--- Document passage ---

Cultural Differences in Body Language and Universal Facial Expressions
Cultural differences in interpersonal skills have long been recognised as essential to maintaining effective communication, within both the political and the global business worlds. The late Edward T. Hall, a renowned social anthropologist, believed that more than 65% of social messages are shared through non-verbal communications, such as body language and facial expressions.
The following information is part of a course aimed at businesses within the medical arena.
Cultural differences in body language
These five basic, non-verbal communications should be mastered:
- Head nodding – We are familiar with nodding our head to indicate ‘yes’ and shaking our head from side to side to indicate ‘no’. And this interpretation is in most cases correct. However, in Bulgaria, Turkey, Yugoslavia and Albania for example, the reverse is true and nodding of the head indicates no.
- Eye contact – A certain length of eye contact is considered polite in western cultures whilst refusing eye contact or dropping one’s eyes can be seen as impolite, untruthful or sly. In Japan, China and the Australian Indigenous peoples however, eye contact can be seen as disrespectful or as a direct challenge to superiors or elders.

--- Provided material ---

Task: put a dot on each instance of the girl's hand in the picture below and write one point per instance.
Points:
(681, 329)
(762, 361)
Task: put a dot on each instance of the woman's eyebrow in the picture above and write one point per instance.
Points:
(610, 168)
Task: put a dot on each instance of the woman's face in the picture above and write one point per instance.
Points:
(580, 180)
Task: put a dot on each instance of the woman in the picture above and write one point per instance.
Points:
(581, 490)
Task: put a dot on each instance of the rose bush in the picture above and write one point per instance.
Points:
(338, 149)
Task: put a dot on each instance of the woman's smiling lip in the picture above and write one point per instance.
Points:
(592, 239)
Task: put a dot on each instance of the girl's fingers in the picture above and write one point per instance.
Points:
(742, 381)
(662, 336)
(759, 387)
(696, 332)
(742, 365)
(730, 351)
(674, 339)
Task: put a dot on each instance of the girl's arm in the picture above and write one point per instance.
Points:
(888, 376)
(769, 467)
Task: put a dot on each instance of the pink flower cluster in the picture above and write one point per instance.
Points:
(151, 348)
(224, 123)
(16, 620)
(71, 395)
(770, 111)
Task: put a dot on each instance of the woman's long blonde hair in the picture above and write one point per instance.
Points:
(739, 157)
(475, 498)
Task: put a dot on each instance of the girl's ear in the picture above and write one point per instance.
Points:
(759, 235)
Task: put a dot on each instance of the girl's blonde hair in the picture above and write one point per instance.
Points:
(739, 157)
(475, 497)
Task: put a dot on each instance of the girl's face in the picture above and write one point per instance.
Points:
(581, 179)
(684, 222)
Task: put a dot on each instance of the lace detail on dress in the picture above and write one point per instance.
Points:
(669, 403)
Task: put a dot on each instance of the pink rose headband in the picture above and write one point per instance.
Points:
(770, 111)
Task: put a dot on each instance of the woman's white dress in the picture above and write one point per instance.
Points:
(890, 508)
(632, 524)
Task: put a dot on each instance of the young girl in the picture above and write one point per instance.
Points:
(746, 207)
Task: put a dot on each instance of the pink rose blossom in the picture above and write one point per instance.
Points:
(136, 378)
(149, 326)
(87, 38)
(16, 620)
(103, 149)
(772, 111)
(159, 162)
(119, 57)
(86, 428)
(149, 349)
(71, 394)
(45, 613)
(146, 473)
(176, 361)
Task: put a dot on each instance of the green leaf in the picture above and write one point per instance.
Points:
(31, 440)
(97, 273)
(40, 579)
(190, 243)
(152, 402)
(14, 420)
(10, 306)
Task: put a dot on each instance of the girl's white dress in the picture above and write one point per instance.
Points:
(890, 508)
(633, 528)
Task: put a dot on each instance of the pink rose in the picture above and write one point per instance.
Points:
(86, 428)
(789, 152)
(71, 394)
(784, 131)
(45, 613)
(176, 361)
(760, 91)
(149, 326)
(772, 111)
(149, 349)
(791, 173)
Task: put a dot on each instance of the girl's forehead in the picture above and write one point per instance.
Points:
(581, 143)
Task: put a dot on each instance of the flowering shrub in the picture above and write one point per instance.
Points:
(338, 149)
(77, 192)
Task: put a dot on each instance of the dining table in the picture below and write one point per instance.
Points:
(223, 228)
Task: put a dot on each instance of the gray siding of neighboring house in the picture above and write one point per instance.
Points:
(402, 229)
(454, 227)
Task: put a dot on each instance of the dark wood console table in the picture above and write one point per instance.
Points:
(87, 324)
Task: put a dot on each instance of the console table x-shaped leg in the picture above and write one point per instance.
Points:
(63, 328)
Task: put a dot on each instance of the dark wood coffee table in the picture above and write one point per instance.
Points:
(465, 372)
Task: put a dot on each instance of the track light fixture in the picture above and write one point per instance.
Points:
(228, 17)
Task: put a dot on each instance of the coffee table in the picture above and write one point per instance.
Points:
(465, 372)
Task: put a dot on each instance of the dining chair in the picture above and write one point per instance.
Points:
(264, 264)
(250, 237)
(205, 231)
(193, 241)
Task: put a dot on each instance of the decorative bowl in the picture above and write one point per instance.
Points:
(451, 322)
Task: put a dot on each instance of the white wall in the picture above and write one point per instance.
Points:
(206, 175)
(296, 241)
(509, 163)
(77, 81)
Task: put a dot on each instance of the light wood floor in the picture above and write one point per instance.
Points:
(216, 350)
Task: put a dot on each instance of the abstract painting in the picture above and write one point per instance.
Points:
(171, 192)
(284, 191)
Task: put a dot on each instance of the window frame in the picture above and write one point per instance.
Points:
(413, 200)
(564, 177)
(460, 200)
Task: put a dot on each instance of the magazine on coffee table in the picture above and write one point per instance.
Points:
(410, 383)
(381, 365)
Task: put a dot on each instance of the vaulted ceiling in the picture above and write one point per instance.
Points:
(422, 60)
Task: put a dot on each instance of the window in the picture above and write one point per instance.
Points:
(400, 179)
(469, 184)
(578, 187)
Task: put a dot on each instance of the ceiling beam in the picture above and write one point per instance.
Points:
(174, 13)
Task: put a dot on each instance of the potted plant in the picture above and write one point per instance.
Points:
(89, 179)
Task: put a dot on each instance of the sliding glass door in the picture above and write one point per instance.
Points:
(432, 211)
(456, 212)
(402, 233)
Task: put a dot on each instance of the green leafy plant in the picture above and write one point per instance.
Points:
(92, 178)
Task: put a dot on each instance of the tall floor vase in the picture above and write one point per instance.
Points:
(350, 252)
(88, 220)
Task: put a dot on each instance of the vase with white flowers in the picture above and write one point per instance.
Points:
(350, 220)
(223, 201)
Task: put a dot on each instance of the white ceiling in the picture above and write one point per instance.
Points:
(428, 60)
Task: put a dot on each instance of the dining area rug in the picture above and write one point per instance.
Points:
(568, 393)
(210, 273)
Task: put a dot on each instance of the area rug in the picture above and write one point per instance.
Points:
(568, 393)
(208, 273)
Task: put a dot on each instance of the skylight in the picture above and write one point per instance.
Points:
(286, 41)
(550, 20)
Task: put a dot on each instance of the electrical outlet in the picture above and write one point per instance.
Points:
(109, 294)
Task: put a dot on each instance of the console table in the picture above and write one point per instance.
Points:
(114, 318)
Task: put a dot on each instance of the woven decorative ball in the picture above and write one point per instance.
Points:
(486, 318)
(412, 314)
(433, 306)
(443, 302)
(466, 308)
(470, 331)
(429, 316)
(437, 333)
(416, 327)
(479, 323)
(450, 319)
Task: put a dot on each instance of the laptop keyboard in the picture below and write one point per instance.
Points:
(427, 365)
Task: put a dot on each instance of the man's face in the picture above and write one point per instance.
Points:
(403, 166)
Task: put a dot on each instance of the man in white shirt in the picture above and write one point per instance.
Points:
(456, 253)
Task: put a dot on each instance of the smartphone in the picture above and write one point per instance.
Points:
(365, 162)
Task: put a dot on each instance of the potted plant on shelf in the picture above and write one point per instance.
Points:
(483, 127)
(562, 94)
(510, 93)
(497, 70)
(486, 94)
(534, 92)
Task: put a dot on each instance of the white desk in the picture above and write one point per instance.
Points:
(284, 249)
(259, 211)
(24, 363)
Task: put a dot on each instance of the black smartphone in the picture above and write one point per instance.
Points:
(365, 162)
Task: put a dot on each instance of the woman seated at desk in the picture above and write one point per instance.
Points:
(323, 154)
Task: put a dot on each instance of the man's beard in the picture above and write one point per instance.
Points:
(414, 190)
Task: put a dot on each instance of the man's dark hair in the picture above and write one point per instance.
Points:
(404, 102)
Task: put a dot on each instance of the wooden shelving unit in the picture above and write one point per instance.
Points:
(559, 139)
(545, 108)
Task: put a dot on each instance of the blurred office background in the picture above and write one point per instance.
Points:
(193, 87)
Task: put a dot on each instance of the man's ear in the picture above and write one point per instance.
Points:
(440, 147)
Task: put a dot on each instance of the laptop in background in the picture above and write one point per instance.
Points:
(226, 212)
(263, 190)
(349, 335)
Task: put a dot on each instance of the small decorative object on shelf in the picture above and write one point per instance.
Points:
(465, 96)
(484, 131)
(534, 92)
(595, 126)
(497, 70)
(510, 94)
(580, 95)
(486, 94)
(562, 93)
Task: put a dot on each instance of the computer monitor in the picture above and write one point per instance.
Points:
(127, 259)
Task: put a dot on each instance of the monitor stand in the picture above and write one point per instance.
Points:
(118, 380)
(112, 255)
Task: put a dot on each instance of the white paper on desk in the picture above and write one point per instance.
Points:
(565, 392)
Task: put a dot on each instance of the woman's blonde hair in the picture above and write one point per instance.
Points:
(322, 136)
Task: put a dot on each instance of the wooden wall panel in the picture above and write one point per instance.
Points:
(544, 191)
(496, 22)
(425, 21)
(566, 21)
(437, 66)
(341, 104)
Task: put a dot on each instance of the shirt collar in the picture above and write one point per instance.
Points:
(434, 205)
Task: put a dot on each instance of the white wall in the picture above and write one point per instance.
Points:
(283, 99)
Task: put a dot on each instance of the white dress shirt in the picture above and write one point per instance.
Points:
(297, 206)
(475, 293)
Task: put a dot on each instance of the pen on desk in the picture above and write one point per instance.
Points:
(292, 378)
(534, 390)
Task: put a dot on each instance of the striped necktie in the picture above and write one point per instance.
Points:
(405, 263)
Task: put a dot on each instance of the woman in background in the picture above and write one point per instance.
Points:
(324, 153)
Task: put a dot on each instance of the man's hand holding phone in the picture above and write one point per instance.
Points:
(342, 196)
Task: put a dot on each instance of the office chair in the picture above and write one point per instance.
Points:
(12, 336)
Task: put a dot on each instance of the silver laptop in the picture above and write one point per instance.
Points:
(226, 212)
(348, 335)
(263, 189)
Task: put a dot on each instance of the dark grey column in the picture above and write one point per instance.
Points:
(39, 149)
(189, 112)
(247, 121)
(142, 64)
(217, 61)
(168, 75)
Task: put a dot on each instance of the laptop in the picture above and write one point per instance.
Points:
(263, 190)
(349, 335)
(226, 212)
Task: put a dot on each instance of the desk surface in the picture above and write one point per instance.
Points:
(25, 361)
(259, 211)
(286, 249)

---

▶ [Tasks for this exercise]
1. Reproduce verbatim the portion of the passage on cultural differences in body language that begins at the words "Cultural Differences in Body Language and" and stops after the words "and facial expressions.".
2. According to the passage on cultural differences in body language, what share of social messages did Edward T. Hall believe are shared through non-verbal communication?
The data bears no relation to the passage on cultural differences in body language.

▶ [Answers per task]
1.
Cultural Differences in Body Language and Universal Facial Expressions
Cultural differences in interpersonal skills have long been recognised as essential to maintaining effective communication, within both the political and the global business worlds. The late Edward T. Hall, a renowned social anthropologist, believed that more than 65% of social messages are shared through non-verbal communications, such as body language and facial expressions.

2. More than 65%.